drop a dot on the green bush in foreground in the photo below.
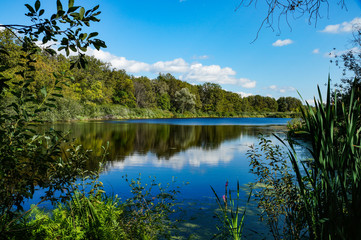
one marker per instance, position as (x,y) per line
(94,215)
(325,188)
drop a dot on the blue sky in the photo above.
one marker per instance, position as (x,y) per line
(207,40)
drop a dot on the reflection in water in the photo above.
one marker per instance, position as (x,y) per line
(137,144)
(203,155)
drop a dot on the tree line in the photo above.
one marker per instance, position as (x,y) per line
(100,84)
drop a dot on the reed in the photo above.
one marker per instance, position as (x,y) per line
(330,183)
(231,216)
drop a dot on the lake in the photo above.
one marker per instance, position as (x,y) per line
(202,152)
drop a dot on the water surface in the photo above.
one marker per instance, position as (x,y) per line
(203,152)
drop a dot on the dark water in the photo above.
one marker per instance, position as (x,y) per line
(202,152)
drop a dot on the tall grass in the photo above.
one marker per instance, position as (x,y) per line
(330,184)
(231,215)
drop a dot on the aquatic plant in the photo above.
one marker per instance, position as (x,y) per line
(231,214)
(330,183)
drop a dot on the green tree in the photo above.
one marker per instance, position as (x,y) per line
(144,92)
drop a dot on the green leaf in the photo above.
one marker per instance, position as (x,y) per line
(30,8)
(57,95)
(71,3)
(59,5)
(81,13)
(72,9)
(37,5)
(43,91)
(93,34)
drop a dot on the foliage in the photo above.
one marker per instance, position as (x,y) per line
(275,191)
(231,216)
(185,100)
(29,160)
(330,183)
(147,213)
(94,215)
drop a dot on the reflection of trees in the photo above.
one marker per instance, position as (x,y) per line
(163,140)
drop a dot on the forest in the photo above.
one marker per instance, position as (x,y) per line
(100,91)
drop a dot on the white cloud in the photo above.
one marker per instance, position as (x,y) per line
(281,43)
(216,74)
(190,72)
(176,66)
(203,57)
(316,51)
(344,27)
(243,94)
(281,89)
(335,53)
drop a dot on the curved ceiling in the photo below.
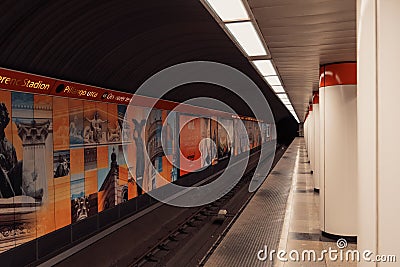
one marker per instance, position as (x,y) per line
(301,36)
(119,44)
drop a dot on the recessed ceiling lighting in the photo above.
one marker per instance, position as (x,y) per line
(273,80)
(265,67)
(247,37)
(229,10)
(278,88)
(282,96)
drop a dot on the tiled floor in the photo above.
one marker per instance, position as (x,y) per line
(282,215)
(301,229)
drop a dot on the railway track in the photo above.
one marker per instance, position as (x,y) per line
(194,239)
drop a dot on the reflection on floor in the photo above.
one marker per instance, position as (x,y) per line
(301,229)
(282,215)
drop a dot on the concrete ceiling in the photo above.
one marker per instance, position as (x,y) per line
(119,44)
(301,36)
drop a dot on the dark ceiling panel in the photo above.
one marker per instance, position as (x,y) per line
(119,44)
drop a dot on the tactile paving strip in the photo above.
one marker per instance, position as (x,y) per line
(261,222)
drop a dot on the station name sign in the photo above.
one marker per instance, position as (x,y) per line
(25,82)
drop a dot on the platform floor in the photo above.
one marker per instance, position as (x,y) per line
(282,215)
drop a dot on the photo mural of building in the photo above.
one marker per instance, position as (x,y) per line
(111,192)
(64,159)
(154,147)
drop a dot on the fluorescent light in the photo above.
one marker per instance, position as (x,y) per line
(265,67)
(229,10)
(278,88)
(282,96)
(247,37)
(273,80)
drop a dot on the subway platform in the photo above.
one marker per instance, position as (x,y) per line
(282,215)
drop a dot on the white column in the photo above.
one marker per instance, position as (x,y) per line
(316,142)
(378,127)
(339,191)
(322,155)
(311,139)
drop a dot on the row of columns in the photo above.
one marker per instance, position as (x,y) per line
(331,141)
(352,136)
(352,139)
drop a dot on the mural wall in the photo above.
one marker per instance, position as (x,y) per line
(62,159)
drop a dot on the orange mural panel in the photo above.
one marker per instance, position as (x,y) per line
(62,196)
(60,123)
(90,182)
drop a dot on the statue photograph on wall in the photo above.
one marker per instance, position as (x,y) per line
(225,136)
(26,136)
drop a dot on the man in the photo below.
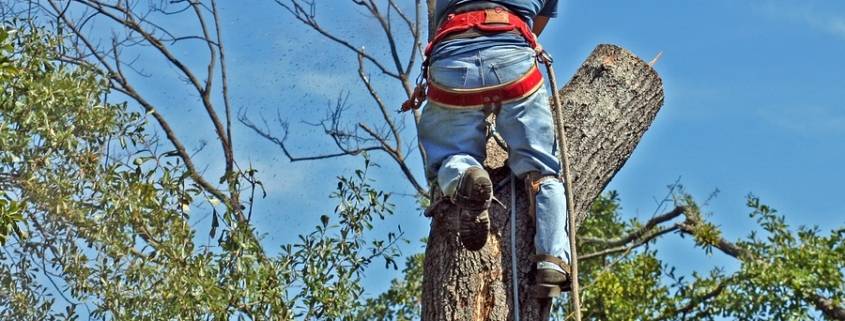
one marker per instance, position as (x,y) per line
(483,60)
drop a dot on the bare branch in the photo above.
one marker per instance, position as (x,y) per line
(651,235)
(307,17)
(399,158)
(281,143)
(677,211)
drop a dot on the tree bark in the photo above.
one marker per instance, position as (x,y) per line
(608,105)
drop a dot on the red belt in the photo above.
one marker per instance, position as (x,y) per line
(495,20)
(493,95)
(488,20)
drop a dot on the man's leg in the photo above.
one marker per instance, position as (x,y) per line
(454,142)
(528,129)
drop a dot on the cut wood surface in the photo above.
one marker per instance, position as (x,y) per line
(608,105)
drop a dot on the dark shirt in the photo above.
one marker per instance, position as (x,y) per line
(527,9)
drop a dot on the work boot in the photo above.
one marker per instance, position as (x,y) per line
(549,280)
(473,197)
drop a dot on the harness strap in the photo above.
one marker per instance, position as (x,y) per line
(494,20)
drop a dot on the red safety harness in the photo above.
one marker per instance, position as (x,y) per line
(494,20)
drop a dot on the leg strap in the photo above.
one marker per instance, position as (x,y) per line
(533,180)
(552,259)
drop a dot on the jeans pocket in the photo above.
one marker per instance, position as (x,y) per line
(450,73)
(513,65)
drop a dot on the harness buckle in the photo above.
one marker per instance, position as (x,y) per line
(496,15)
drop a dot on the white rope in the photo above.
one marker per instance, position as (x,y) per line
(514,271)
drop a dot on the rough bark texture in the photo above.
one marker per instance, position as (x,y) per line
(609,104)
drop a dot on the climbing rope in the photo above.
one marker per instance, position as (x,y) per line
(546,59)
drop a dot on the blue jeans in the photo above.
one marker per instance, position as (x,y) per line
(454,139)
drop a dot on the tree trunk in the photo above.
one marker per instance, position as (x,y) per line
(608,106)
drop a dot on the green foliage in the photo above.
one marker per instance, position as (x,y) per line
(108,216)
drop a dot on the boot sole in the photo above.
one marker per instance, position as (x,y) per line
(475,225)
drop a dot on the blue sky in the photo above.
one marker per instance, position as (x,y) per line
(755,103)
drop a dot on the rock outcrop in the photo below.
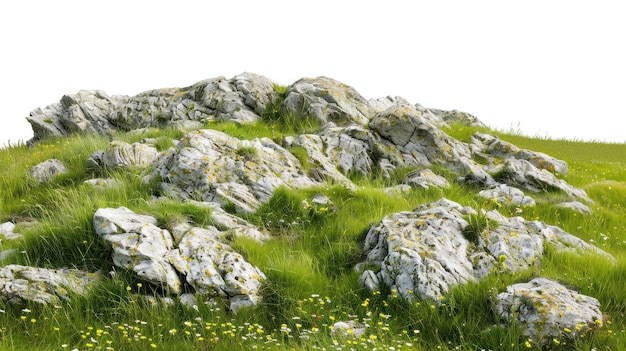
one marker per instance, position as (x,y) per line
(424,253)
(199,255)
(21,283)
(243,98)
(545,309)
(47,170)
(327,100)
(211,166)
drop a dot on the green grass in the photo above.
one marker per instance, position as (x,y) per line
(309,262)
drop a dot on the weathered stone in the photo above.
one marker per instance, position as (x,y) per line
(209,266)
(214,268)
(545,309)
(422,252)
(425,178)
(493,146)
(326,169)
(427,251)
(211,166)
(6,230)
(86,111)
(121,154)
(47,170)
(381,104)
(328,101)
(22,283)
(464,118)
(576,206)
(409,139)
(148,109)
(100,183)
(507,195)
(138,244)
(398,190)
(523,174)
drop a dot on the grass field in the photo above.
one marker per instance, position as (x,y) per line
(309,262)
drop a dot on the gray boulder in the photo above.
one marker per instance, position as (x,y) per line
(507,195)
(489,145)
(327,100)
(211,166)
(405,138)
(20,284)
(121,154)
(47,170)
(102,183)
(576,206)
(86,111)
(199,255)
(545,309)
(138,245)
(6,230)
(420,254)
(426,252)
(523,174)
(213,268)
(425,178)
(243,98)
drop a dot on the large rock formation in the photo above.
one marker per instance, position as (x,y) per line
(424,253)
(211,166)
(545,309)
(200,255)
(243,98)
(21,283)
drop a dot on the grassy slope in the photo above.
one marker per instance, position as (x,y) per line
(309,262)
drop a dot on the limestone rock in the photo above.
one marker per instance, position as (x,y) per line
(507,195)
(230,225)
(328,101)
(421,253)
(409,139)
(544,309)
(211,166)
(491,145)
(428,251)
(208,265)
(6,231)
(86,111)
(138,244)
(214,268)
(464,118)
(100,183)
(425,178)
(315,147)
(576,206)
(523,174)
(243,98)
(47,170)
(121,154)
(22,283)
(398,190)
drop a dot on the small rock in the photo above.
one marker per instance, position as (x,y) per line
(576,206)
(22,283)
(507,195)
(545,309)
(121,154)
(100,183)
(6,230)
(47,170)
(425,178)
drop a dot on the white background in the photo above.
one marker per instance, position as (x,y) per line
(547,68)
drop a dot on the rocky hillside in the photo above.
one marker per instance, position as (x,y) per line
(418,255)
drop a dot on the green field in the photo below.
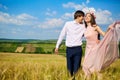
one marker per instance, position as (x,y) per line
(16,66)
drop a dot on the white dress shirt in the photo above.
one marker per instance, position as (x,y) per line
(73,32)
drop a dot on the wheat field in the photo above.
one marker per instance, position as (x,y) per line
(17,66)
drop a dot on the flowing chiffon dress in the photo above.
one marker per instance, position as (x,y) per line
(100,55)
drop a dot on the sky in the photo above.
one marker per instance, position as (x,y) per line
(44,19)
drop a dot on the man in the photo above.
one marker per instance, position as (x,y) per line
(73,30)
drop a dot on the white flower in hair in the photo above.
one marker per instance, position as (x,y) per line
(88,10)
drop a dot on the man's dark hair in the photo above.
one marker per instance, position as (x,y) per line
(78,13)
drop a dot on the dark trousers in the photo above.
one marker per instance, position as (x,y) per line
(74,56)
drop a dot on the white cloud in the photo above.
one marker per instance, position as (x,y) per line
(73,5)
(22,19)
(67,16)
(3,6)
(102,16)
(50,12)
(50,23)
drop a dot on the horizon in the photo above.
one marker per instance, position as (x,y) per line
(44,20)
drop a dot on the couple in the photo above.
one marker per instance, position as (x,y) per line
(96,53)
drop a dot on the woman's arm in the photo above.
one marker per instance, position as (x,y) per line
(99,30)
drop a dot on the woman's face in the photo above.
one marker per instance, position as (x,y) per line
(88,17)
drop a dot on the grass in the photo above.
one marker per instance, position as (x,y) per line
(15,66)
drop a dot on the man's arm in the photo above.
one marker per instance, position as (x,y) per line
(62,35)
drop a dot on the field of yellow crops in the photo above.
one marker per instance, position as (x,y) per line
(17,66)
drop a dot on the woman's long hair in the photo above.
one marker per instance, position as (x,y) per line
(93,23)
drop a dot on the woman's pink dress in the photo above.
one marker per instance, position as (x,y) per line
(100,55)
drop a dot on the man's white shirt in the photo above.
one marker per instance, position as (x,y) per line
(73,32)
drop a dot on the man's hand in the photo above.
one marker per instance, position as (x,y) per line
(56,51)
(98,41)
--
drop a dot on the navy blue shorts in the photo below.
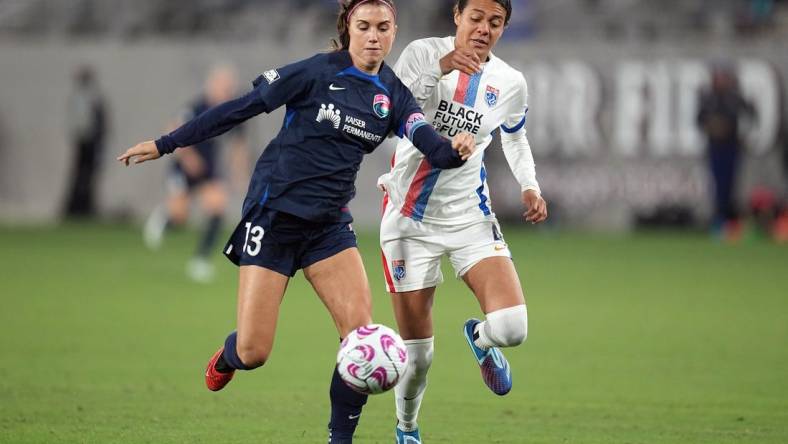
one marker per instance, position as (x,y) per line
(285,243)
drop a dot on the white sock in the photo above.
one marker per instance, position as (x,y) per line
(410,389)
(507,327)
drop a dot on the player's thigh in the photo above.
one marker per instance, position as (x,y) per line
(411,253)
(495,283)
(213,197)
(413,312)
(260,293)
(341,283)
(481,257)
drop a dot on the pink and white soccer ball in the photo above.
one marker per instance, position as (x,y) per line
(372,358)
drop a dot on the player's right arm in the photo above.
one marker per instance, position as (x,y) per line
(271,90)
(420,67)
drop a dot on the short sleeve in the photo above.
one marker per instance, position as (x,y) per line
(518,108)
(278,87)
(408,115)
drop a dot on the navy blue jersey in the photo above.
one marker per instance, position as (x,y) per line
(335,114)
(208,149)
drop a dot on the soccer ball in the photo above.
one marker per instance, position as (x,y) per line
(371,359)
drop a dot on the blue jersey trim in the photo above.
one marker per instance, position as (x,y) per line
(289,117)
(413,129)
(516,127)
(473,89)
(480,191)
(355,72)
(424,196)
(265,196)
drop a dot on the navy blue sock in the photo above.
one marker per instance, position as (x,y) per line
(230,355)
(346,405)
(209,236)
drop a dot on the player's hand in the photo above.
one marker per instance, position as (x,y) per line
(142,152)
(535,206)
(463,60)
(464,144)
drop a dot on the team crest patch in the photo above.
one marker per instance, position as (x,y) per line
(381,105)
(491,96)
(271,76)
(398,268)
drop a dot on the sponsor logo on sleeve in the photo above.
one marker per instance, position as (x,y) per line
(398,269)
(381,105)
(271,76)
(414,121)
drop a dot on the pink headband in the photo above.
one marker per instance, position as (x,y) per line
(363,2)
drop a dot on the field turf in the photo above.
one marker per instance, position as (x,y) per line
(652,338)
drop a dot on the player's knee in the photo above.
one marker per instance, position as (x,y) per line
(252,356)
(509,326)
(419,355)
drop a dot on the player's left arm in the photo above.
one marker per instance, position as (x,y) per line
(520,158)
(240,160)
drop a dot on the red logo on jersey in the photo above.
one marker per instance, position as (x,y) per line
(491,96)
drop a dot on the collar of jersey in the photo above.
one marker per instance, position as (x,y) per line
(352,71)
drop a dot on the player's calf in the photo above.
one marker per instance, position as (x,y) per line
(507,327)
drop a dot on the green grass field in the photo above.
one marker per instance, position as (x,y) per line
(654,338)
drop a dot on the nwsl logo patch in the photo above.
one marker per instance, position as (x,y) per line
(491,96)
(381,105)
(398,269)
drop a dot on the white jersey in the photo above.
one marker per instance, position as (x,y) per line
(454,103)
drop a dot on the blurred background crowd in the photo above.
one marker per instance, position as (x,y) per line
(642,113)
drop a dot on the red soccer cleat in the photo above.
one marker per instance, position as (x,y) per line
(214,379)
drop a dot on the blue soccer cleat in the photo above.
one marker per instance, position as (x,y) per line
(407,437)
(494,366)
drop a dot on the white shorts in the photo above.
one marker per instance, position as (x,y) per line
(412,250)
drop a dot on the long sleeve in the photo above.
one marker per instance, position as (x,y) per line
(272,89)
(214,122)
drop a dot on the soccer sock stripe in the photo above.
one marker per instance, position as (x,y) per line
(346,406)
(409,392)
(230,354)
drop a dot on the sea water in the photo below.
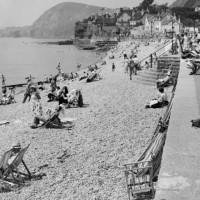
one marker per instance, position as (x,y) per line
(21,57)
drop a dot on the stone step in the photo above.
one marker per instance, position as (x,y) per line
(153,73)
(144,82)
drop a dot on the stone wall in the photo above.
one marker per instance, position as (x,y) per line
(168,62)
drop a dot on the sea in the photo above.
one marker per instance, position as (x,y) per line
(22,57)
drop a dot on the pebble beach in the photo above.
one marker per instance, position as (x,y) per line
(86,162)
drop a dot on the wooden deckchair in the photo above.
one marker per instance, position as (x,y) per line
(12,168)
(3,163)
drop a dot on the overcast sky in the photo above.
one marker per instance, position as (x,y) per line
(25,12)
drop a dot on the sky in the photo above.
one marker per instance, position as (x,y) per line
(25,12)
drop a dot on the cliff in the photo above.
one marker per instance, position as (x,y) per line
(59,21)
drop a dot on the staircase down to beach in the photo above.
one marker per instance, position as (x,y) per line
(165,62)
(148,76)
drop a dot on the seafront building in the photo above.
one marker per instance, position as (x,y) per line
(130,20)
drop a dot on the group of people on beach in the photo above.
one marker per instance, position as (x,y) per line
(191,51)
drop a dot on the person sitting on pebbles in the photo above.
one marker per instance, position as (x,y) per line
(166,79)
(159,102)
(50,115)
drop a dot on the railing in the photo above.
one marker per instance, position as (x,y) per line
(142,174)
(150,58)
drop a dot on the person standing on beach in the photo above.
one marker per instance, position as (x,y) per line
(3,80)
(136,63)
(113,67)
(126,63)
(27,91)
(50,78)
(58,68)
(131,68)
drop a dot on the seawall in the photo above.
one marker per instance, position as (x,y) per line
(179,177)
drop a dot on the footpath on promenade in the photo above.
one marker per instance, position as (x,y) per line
--
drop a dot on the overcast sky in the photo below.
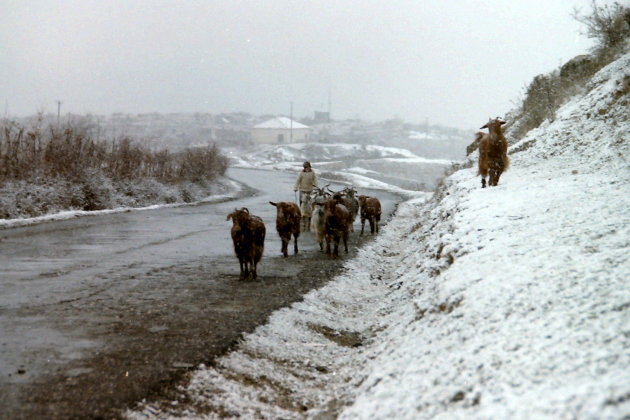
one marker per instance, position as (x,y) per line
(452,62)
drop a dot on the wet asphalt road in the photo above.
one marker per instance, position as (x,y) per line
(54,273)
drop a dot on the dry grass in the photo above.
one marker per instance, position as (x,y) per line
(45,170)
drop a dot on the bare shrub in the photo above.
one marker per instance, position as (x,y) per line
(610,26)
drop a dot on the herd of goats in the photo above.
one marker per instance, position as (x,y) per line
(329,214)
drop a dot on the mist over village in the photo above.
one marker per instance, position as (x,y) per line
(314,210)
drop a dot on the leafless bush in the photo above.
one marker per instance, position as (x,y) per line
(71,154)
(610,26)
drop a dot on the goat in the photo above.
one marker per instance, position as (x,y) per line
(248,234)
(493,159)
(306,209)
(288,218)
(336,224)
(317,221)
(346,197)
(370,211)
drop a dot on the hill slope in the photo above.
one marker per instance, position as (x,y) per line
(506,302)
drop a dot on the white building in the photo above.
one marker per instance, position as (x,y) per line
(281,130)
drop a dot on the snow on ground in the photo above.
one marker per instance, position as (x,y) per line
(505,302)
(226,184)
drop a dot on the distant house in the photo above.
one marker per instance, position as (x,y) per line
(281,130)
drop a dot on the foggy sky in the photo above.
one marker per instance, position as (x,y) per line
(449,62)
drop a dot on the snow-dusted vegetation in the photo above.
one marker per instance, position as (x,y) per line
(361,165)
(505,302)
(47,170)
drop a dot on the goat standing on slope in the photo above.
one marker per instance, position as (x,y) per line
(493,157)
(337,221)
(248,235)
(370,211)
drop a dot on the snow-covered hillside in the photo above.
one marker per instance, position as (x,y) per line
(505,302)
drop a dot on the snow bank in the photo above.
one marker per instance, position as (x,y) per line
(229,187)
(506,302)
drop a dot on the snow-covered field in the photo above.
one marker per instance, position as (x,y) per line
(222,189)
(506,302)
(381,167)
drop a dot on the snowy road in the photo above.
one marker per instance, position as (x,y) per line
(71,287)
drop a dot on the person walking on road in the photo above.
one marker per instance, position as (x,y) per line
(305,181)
--
Exercise goal:
List every line in the items above that contains the word "woman", copying each line in full.

Solution:
drop a dot on the woman's arm in the photo above.
drop a dot on the woman's face in the photo above.
drop a dot on the woman's long hair in the photo above.
drop a dot on the woman's pink dress in the photo above.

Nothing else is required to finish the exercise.